* **AUFGABE 1**: Zähle, wie viele Zeilen der Einträge unten das Wort „skin“ enthalten, wobei Groß- und Kleinschreibung zählt. Gib nur die Zahl an.

* **ZITIERTER TEXT**:
+ + + + +
Das war sehr honorig von Oklahoma Ranch, obgleich ihr außergewöhnlich mäßiger Auftritt, der bald darauf folgte, auch kaum mehr als keine Gage wert gewesen wäre. Doch die Darbietungen schimmerten im sanften Licht ihrer Mildtätigkeit, und wir beklatschten sie ausgesucht höflich.

Wieder an Land verschlug es uns ins Komet zur Veranstaltung „Top oder Flop“, wo normalerweise Schallplatten, heute aber VHS-Cassetten zur Versteigerung ausgelobt wurden. Wenn niemand bot, wurde der arme Tropf von Film mit einem Hammer zerstört und in die Runde geworfen. Ein großer Spaß. Man darf nur nicht im Wurfradius sitzen, denn auch eine kaputte Videocassette entwickelt beträchtliche kinetische Energie.

Doch in dieser Nacht wurden nur wenige Tapes zerstört; selbst letztklassiger Trash wie der sehr blutige Berliner Untergrundfilm „Operation Unterarm“ fand für 50 Cent oder so seinen Käufer – obwohl gerade dieser Steifen dermaßen no budget war, dass die Macher notgeboren auf Spezialeffekte verzichtet hatten und dem Bereitsteller des im Titel erwähnten Unterarms kurzerhand eine echte Nadel quer durchs Fleisch stachen.

Von diesem Film nahm ich vorsorglich Abstand, zumal ich die Durchstechszene (Foto) ja jetzt schon gesehen hatte. Dafür ersteigerte ich nach einem sehr harten Bietduell mit dem Wirt beide Tapes der englischen TV-Verfilmung von Douglas Adams „Per Anhalter durch die Galaxis“ – und beglich so eine Schuld, die mich exakt seit dem 5. Mai 2001 latent drückte.
+ + + + +
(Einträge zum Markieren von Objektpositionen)

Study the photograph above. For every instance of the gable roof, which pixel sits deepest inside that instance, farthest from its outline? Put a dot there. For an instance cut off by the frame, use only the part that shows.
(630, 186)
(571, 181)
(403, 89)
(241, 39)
+ + + + +
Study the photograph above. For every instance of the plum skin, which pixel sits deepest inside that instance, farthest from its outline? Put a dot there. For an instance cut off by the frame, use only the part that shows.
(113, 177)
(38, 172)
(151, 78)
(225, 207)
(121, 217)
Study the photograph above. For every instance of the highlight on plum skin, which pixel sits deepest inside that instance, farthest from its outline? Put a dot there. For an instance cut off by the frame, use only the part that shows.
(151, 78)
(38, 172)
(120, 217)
+ + + + +
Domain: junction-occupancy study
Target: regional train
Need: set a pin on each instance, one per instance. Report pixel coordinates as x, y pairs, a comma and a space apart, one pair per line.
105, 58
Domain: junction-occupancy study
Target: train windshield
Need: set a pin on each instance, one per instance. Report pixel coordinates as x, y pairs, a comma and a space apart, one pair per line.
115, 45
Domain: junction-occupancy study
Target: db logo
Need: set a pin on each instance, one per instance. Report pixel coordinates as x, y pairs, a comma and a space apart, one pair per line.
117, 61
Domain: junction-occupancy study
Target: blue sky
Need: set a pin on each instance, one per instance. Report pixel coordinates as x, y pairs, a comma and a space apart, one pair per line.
+ + + + +
* **AUFGABE 2**: Gib aus dem zitierten Text oben den Abschnitt von „Doch in dieser“ bis „2001 latent drückte.“ Wort für Wort wieder.

* **ERWARTETE AUSGABE 1**: 2

* **ERWARTETE AUSGABE 2**:
Doch in dieser Nacht wurden nur wenige Tapes zerstört; selbst letztklassiger Trash wie der sehr blutige Berliner Untergrundfilm „Operation Unterarm“ fand für 50 Cent oder so seinen Käufer – obwohl gerade dieser Steifen dermaßen no budget war, dass die Macher notgeboren auf Spezialeffekte verzichtet hatten und dem Bereitsteller des im Titel erwähnten Unterarms kurzerhand eine echte Nadel quer durchs Fleisch stachen.

Von diesem Film nahm ich vorsorglich Abstand, zumal ich die Durchstechszene (Foto) ja jetzt schon gesehen hatte. Dafür ersteigerte ich nach einem sehr harten Bietduell mit dem Wirt beide Tapes der englischen TV-Verfilmung von Douglas Adams „Per Anhalter durch die Galaxis“ – und beglich so eine Schuld, die mich exakt seit dem 5. Mai 2001 latent drückte.